Die bayerische Justiz kann an diesem Freitag mit viel Aufmerksamkeit rechnen. In Bamberg am Bayerischen Obersten Landesgericht geht es um eine Entscheidung von hoher Signalwirkung. Auf der Anklagebank: ein Mönch aus Unterfranken, der sein christliches Gewissen über weltliches Recht gestellt hat und per Kirchenasyl Flüchtlinge vor der staatlichen Abschiebung geschützt hat.
Aufsehen erregender Freispruch des Amtsgerichts Kitzingen
In einem Aufsehen erregenden Urteil hatte die Amtsrichterin in Kitzingen im April 2021 Pater Abraham Sauer aus Münsterschwarzach freigesprochen - wohl wissend, dass dies in höherer Instanz grundsätzlich geklärt werden muss. Wenig später sprach das Amtsgericht Würzburg in einem vergleichbaren Fall die Ordensschwester Juliana Seelmann schuldig, weil sie einer Nigerianerin Kirchenasyl gewährt hatte.
Weil weltliches Recht auch für Geistliche gelten soll, ging die Staatsanwaltschaft Würzburg im Fall des Münsterschwarzacher Ordensbruders in die nächsthöhere Instanz. Nun steht vor dem bayerischen "Obersten" der Freispruch auf dem Prüfstand. Im Vorfeld dämpfte Gerichtssprecher Stefan Tratz die Erwartungen: "Es wird ein Einzelfall entschieden." Ob das Urteil auf andere derartige Fälle übertragbar sei, bleibe abzuwarten.

◇ ◇ ◇

AUFGABE 1:
Schreiben Sie die Datenzeilen ab, beginnend mit der ersten Datenzeile und endend mit der Zeile, die „[54,114,78,168]“ enthält, beide eingeschlossen. Die Bilder lassen Sie dabei weg.

◇ ◇ ◇

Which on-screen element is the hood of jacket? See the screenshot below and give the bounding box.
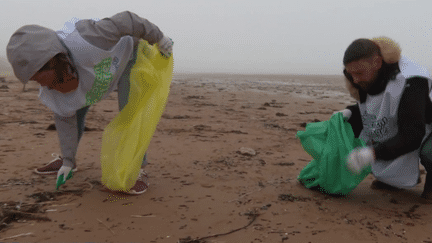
[345,37,402,101]
[6,25,67,84]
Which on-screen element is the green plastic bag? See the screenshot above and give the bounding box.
[296,113,371,195]
[101,40,174,192]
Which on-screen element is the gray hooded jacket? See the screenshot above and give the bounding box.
[7,11,163,167]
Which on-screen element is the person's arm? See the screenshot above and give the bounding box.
[347,104,363,138]
[373,77,431,160]
[76,11,164,50]
[54,114,78,168]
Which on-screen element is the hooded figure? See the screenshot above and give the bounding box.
[342,37,432,200]
[7,11,173,194]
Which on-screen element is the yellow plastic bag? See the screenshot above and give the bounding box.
[101,40,174,192]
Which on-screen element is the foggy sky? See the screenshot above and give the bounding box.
[0,0,432,74]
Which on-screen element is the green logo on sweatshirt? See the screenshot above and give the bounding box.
[85,57,113,106]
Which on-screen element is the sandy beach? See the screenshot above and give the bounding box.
[0,74,432,243]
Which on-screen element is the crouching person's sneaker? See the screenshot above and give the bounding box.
[34,154,77,175]
[127,170,150,195]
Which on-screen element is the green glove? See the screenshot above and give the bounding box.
[56,169,73,190]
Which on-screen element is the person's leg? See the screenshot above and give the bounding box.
[420,133,432,202]
[76,106,90,143]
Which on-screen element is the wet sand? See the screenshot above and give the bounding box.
[0,74,432,243]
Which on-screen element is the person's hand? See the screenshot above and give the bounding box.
[347,147,375,174]
[158,35,174,57]
[56,165,72,190]
[333,109,352,121]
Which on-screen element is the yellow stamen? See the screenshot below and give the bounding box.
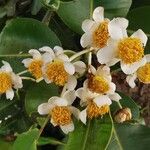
[118,37,144,64]
[28,59,43,79]
[51,106,72,126]
[0,72,12,94]
[87,100,109,119]
[137,63,150,83]
[46,61,68,86]
[88,74,109,94]
[93,21,109,48]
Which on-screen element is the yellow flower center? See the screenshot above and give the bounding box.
[87,100,109,119]
[46,61,68,86]
[93,21,109,48]
[28,59,43,79]
[51,106,72,126]
[118,37,144,64]
[0,72,12,94]
[137,63,150,83]
[88,74,109,94]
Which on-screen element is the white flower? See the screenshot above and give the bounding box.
[76,66,121,124]
[80,7,128,49]
[0,61,23,100]
[97,27,147,74]
[126,54,150,88]
[40,46,86,90]
[38,91,80,134]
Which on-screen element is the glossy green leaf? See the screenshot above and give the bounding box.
[0,18,61,54]
[58,0,132,34]
[64,115,112,150]
[107,123,150,150]
[111,92,140,120]
[25,81,58,115]
[13,129,39,150]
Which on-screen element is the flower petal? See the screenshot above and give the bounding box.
[60,123,74,134]
[108,17,128,40]
[66,76,77,90]
[93,7,104,22]
[82,19,95,32]
[126,73,137,88]
[6,89,14,100]
[73,61,86,74]
[109,93,121,102]
[29,49,41,59]
[131,29,148,46]
[121,57,146,74]
[79,109,87,124]
[1,60,13,72]
[62,90,76,105]
[93,95,112,107]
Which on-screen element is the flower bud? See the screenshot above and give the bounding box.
[114,108,132,123]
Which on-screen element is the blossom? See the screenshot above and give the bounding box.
[97,27,147,74]
[80,7,128,49]
[126,54,150,88]
[0,61,23,100]
[76,66,121,124]
[40,46,86,90]
[38,90,80,134]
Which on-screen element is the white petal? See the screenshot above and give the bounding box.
[54,46,64,56]
[42,52,53,64]
[73,61,86,74]
[108,18,128,40]
[93,7,104,22]
[29,49,41,59]
[6,89,14,100]
[82,19,95,32]
[126,73,137,88]
[109,93,121,102]
[66,76,77,90]
[69,106,80,119]
[60,123,74,134]
[64,62,75,75]
[80,33,92,48]
[131,29,148,46]
[38,103,51,115]
[62,90,76,105]
[1,60,12,72]
[79,109,87,124]
[39,46,55,59]
[11,73,23,89]
[121,57,146,74]
[22,58,33,68]
[93,95,112,107]
[97,46,116,64]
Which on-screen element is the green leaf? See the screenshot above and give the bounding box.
[107,123,150,150]
[58,0,132,34]
[25,81,58,115]
[64,115,112,150]
[13,129,39,150]
[0,18,61,54]
[111,92,140,120]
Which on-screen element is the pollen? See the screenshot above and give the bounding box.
[51,106,72,126]
[137,63,150,83]
[88,74,109,94]
[92,21,109,48]
[87,100,109,119]
[118,37,144,64]
[46,61,68,86]
[0,72,12,94]
[28,59,43,79]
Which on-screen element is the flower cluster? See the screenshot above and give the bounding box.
[0,7,150,134]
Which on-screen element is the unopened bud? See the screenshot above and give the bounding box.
[114,108,132,123]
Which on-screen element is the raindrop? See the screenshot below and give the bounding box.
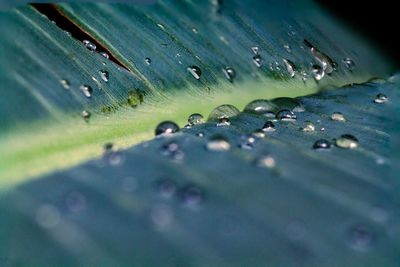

◇ ◇ ◇

AUFGABE 2:
Geben Sie aus dem Textauszug zum Kirchenasyl den Abschnitt wortwörtlich wieder, beginnend bei „Weil weltliches Recht“ und endend bei „sei, bleibe abzuwarten.“.

LÖSUNG 1:
Which on-screen element is the hood of jacket? See the screenshot below and give the bounding box.
[345,37,402,101]
[6,25,67,84]
Which on-screen element is the green plastic bag? See the screenshot above and give the bounding box.
[296,113,371,195]
[101,40,174,192]
Which on-screen element is the gray hooded jacket? See the screenshot above and give the bounding box.
[7,11,163,167]
Which on-screen element is the person's arm? See the screenshot above and give the bounding box.
[347,104,363,138]
[373,77,431,160]
[76,11,164,50]
[54,114,78,168]

LÖSUNG 2:
Weil weltliches Recht auch für Geistliche gelten soll, ging die Staatsanwaltschaft Würzburg im Fall des Münsterschwarzacher Ordensbruders in die nächsthöhere Instanz. Nun steht vor dem bayerischen "Obersten" der Freispruch auf dem Prüfstand. Im Vorfeld dämpfte Gerichtssprecher Stefan Tratz die Erwartungen: "Es wird ein Einzelfall entschieden." Ob das Urteil auf andere derartige Fälle übertragbar sei, bleibe abzuwarten.